→ Source document:
⁂
One-Step FLSA Certification: New Trend or Anomaly?

Sarah J. Arendt

In the last few years, the Fifth and Sixth Circuit Courts of Appeals have rejected the traditional FLSA conditional certification process and adopted their own standards for issuing notice to similarly situated employees. After these decisions, talk of “one-step certification” proliferated. But how much has really changed?

A Long and Lenient Two-Step Tradition

Since the United States Supreme Court in Hoffman-La Roche Inc. v. Sperling, 493 U.S. 165, 169 (1989), ruled that district courts have the authority to facilitate notice of FLSA lawsuits to potential plaintiffs, most district courts have adopted a two-step approach to FLSA collective action litigation. This common approach is often referred to as the “Lusardi standard.” At the first stage, known as “step one” or “conditional certification,” the plaintiff must make a “modest factual showing” that he or she is similarly situated to other employees to whom court-authorized notice should issue. Courts often characterize the required showing at step one as “fairly lenient.” If the motion for step one notice or conditional certification is granted, the court-approved notice is issued to potential opt-in plaintiffs, giving them the opportunity to file a written consent with the court. 29 U.S.C. 216(b).

After putative opt-in plaintiffs have filed consents and joined the action, the parties conduct discovery to determine whether those who opted in are, in fact, similarly situated to the named plaintiffs.

At step two, which is usually prompted by a motion from the employer to decertify the collective, the court performs a more stringent analysis based on the full record developed during discovery, applying a “substantial evidence” or “preponderance of the evidence” evidentiary standard.
⁂
→ Task instructions:
a) Revise the passage of the article on FLSA certification between "One-Step FLSA Certification: New" and "has really changed?", inclusive, so that "FLSA" becomes "Fair Labor Standards Act".
b) According to the article on FLSA certification, what name is often given to the common two-step approach?

→ Information given:
⁂
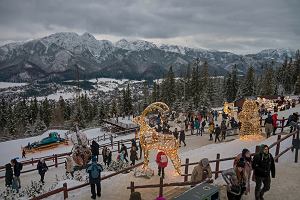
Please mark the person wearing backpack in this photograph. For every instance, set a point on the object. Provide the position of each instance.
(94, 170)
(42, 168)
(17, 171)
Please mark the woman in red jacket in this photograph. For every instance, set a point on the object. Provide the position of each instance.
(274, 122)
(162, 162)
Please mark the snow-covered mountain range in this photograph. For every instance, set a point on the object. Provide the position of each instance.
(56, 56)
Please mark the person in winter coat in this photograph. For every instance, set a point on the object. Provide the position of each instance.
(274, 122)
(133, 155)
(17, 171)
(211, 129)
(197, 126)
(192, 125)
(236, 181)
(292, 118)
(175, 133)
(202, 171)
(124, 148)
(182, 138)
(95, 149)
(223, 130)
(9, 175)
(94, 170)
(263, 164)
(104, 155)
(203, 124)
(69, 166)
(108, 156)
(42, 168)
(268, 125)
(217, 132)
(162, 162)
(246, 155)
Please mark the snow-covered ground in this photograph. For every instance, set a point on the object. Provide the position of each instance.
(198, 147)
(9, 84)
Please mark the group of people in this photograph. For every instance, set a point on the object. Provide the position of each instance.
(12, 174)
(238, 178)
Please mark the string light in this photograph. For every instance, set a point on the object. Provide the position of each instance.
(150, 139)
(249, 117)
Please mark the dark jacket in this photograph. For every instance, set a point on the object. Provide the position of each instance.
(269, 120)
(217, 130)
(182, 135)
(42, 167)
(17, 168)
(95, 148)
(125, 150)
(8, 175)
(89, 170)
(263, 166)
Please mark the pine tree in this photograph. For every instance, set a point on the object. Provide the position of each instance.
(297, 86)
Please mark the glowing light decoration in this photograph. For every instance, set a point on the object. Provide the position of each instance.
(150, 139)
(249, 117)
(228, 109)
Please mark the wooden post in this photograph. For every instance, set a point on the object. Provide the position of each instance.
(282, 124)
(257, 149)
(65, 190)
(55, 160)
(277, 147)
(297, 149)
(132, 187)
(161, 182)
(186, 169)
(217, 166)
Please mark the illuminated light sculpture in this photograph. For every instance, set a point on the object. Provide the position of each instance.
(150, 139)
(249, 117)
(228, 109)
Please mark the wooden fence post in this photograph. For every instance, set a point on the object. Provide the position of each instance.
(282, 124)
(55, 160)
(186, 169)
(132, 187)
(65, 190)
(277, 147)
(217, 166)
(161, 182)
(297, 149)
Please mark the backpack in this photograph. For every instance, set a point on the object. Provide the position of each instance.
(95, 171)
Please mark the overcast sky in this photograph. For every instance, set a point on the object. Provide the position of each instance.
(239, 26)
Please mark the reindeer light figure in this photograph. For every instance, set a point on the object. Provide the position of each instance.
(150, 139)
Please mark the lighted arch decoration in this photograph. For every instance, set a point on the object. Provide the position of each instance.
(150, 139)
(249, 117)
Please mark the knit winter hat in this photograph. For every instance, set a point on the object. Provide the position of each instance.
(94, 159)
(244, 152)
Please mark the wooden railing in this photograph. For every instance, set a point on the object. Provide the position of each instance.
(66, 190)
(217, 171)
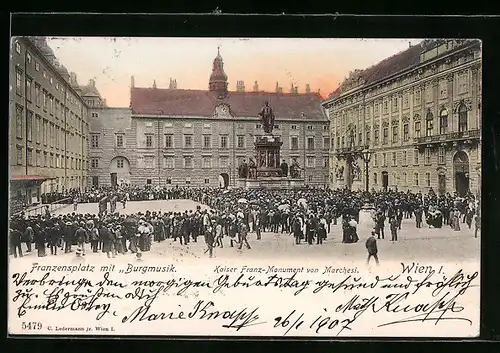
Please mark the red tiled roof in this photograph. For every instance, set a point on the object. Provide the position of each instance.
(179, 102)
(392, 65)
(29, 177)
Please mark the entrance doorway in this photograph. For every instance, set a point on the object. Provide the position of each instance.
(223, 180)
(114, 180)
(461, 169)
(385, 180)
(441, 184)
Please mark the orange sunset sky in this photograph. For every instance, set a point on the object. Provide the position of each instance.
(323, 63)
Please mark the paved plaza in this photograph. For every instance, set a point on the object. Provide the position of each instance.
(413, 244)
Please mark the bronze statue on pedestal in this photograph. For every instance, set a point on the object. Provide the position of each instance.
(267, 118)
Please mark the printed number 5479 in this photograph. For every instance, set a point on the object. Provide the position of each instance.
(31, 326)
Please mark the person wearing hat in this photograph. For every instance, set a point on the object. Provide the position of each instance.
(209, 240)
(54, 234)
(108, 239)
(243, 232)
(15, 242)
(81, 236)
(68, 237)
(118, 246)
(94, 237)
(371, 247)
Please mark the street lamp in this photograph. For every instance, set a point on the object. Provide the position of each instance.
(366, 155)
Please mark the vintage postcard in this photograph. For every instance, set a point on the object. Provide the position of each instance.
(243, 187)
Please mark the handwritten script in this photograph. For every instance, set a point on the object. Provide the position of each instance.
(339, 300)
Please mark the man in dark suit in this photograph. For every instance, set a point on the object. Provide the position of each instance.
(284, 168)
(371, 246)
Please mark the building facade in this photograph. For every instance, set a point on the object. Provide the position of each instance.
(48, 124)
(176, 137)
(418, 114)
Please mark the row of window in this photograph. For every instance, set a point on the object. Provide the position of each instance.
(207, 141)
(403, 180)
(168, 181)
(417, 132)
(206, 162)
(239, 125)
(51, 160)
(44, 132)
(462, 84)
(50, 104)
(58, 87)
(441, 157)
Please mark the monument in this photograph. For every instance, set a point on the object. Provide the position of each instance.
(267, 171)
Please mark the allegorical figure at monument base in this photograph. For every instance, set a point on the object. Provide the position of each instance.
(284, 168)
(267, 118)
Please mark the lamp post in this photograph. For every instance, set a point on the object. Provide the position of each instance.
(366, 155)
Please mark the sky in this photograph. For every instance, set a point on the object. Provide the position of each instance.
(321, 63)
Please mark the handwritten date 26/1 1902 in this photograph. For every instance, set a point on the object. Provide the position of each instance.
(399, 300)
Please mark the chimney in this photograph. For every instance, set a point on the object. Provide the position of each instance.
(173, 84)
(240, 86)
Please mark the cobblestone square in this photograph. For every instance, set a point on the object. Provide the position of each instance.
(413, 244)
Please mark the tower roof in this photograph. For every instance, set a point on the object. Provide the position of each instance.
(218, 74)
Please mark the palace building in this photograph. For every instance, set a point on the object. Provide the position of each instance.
⁂
→ Per-task answers:
a)
One-Step Fair Labor Standards Act Certification: New Trend or Anomaly?

Sarah J. Arendt

In the last few years, the Fifth and Sixth Circuit Courts of Appeals have rejected the traditional Fair Labor Standards Act conditional certification process and adopted their own standards for issuing notice to similarly situated employees. After these decisions, talk of “one-step certification” proliferated. But how much has really changed?

b) The "Lusardi standard."